** Page **
** BEGIN **
Since I have no idea how to post a poll just post a reply for which book you want to vote for. There are 15 listed, where the suggestor bothered to post a description I reposted it.

Try to pick something fun people. Also, not a Lifetime movie in book form please. *Gags*

1. Illium by Dan Simmons

Dan Simmons' work is easily some of the most intelligent in science fiction. His 'Hyperion Cantos' became an instant classic, and stands as a landmark work of literature, a masterpiece in any genre. With 'Ilium', Simmons brings a new vision to life, full of fascinating insights and riveting storylines.

Mars has... changed. It no longer resembles the red planet that haunted the skies of Earth throughout human history. Gods rule Mars now, and they have remade it in the image of ancient earth. The father of all gods, Zeus, and hundreds of dieties from the greek Pantheon rule over Mars and the titanic struggle taking place on its changed surfaces. The entire Trojan war is being fought, a quarter of a million humans living and dying in a re-enactment of one of the greatest conflicts of all time.
** END **
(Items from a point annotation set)
** BEGIN **
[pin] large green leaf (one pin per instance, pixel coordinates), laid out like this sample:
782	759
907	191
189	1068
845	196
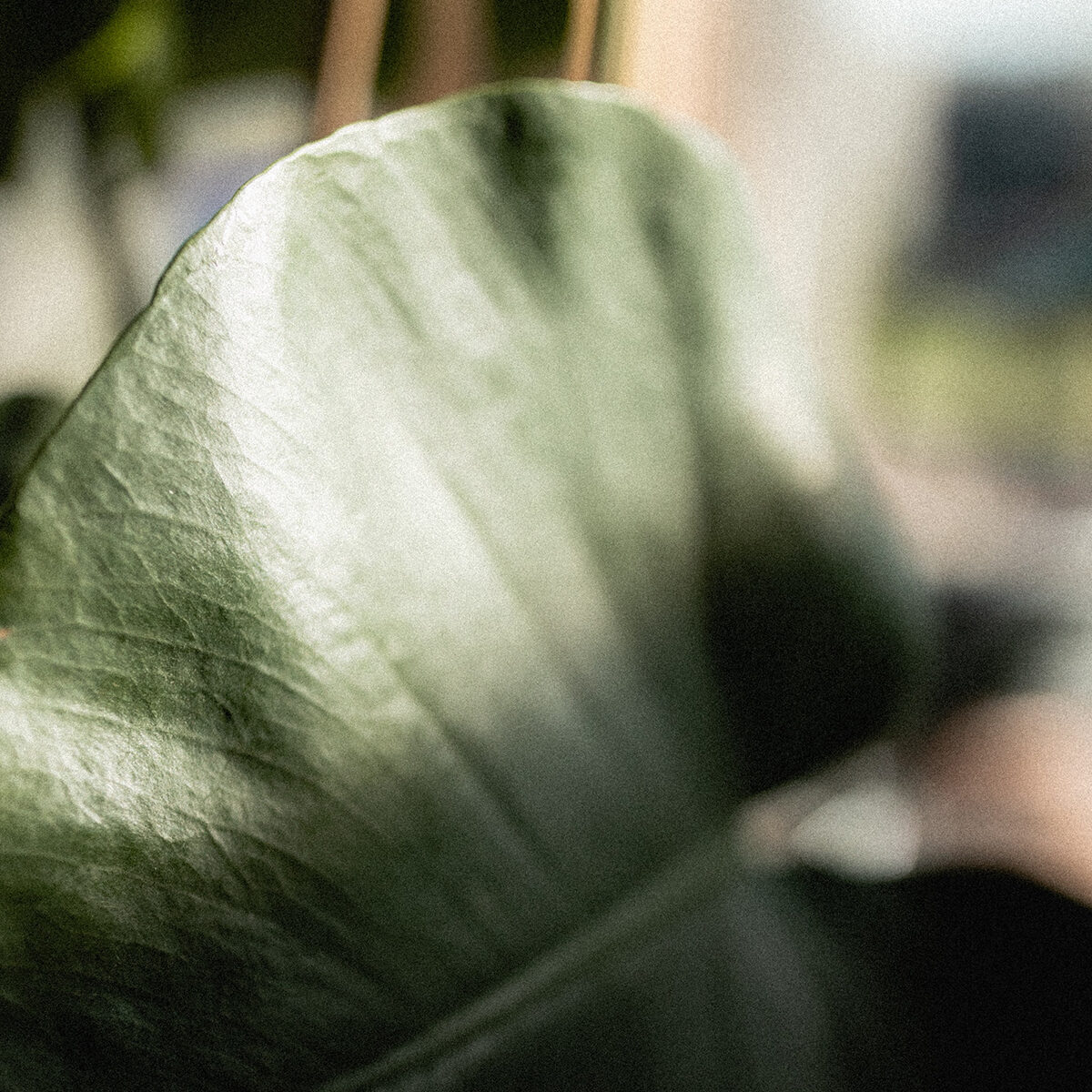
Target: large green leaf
381	626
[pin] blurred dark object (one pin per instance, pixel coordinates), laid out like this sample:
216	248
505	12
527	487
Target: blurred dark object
35	35
25	420
982	976
1016	216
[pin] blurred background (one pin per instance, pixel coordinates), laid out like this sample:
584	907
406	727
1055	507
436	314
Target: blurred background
921	175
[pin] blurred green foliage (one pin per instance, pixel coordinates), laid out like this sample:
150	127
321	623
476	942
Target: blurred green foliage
123	60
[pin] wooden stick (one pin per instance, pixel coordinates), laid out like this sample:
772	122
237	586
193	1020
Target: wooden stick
349	64
580	39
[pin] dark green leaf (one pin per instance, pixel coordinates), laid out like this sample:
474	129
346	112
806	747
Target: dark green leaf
369	644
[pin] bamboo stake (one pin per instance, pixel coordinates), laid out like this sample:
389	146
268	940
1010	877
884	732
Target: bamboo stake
580	39
349	64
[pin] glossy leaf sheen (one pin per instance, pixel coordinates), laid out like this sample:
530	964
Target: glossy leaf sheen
369	653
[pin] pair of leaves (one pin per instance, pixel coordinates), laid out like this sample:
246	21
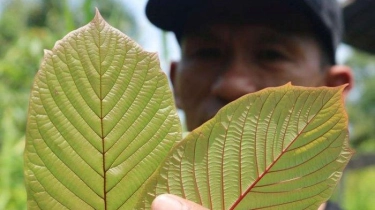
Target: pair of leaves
103	133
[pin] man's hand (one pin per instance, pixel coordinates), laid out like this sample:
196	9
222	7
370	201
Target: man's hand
172	202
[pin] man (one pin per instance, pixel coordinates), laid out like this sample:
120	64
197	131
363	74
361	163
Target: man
233	47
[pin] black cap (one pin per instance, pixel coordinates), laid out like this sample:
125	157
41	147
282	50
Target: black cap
325	15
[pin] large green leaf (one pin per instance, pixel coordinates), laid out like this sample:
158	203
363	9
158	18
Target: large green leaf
101	120
280	148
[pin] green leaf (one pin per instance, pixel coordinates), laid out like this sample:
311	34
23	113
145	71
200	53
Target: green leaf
101	120
280	148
** END **
** Exercise instructions **
Copy the entire book poll post word for word. Work only from the post, not from the items.

** Response **
Since I have no idea how to post a poll just post a reply for which book you want to vote for. There are 15 listed, where the suggestor bothered to post a description I reposted it.

Try to pick something fun people. Also, not a Lifetime movie in book form please. *Gags*

1. Illium by Dan Simmons

Dan Simmons' work is easily some of the most intelligent in science fiction. His 'Hyperion Cantos' became an instant classic, and stands as a landmark work of literature, a masterpiece in any genre. With 'Ilium', Simmons brings a new vision to life, full of fascinating insights and riveting storylines.

Mars has... changed. It no longer resembles the red planet that haunted the skies of Earth throughout human history. Gods rule Mars now, and they have remade it in the image of ancient earth. The father of all gods, Zeus, and hundreds of dieties from the greek Pantheon rule over Mars and the titanic struggle taking place on its changed surfaces. The entire Trojan war is being fought, a quarter of a million humans living and dying in a re-enactment of one of the greatest conflicts of all time.